» Exercise aim: All lines of the material that contain "instance" must be copied out.
===== Records provided
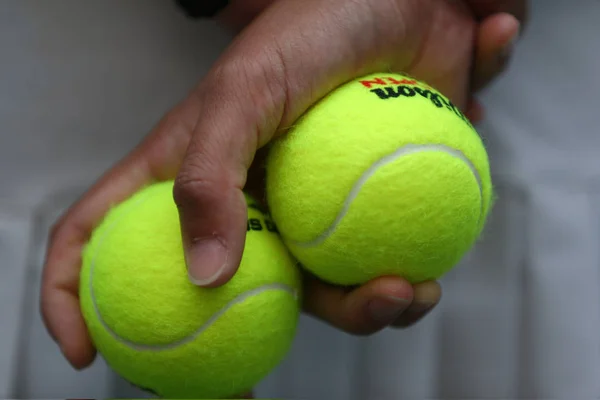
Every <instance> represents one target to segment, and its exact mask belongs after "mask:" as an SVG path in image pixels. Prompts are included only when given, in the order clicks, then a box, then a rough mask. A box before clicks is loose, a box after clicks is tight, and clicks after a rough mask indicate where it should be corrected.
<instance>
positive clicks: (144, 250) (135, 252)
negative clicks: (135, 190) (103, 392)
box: [80, 182, 300, 398]
mask: <svg viewBox="0 0 600 400" xmlns="http://www.w3.org/2000/svg"><path fill="white" fill-rule="evenodd" d="M172 185H173V183H172V182H165V183H161V184H155V185H152V186H150V187H148V188H146V189H144V190H142V191H140V192H139V193H137V194H136V195H134V196H133V197H132V198H130V199H129V200H127V201H125V202H124V203H122V204H121V205H119V206H117V207H115V208H114V209H113V210H111V212H110V213H109V214H108V215H107V216H106V218H105V220H104V221H103V223H102V224H101V225H100V226H99V227H98V228H97V229H96V230H95V232H94V234H93V236H92V238H91V240H90V243H89V244H88V246H87V248H86V250H85V252H84V266H83V269H82V273H81V287H80V297H81V305H82V310H83V314H84V318H85V320H86V324H87V326H88V329H89V331H90V334H91V336H92V339H93V341H94V343H95V345H96V346H97V348H98V350H99V351H100V352H101V353H102V355H103V356H104V358H105V359H106V361H107V362H108V364H109V365H110V366H111V367H112V368H113V369H115V370H116V371H117V372H118V373H119V374H120V375H122V376H123V377H124V378H125V379H127V380H129V381H130V382H132V383H133V384H135V385H137V386H140V387H142V388H145V389H148V390H151V391H153V392H155V393H158V394H159V395H161V396H163V397H171V398H220V397H227V396H232V395H239V394H241V393H243V392H244V391H247V390H250V389H251V388H252V387H253V386H254V385H255V384H256V383H257V382H258V381H260V379H262V378H263V377H264V376H265V375H267V374H268V373H269V372H270V371H271V370H272V369H273V368H274V367H275V366H276V365H277V364H278V363H279V362H280V361H281V360H282V358H283V357H284V356H285V354H286V353H287V351H288V348H289V346H290V344H291V341H292V339H293V337H294V333H295V329H296V324H297V319H298V315H299V303H298V297H297V295H299V290H300V278H299V272H298V271H297V269H296V267H295V262H294V261H293V259H292V258H291V257H290V255H289V253H288V252H287V249H286V248H285V246H284V245H283V244H282V243H281V241H280V239H279V237H278V235H277V233H276V232H275V230H274V225H273V224H272V223H271V222H270V220H269V219H268V218H266V217H265V216H264V215H263V214H262V213H261V212H260V211H258V210H257V209H255V208H253V207H252V206H250V207H249V211H248V227H249V228H248V231H247V238H246V247H245V250H244V256H243V260H242V263H241V266H240V268H239V270H238V273H237V274H236V275H235V276H234V278H233V279H232V280H231V281H230V282H229V283H227V284H226V285H224V286H222V287H220V288H215V289H201V288H198V287H196V286H195V285H193V284H191V283H190V282H189V280H188V278H187V270H186V268H185V263H184V258H183V250H182V243H181V233H180V226H179V216H178V213H177V208H176V206H175V204H174V202H173V199H172ZM249 204H250V205H252V204H254V202H253V201H252V200H251V199H249Z"/></svg>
==========
» Result:
Every <instance> represents one target to segment, and its exact mask belongs after "mask:" as an SVG path in image pixels. Prompts are included only when given, in the order clicks, then a box, then a rough mask. A box before clicks is loose, a box after clicks is tight, and clicks after a rough mask indicate where it should be corrected.
<instance>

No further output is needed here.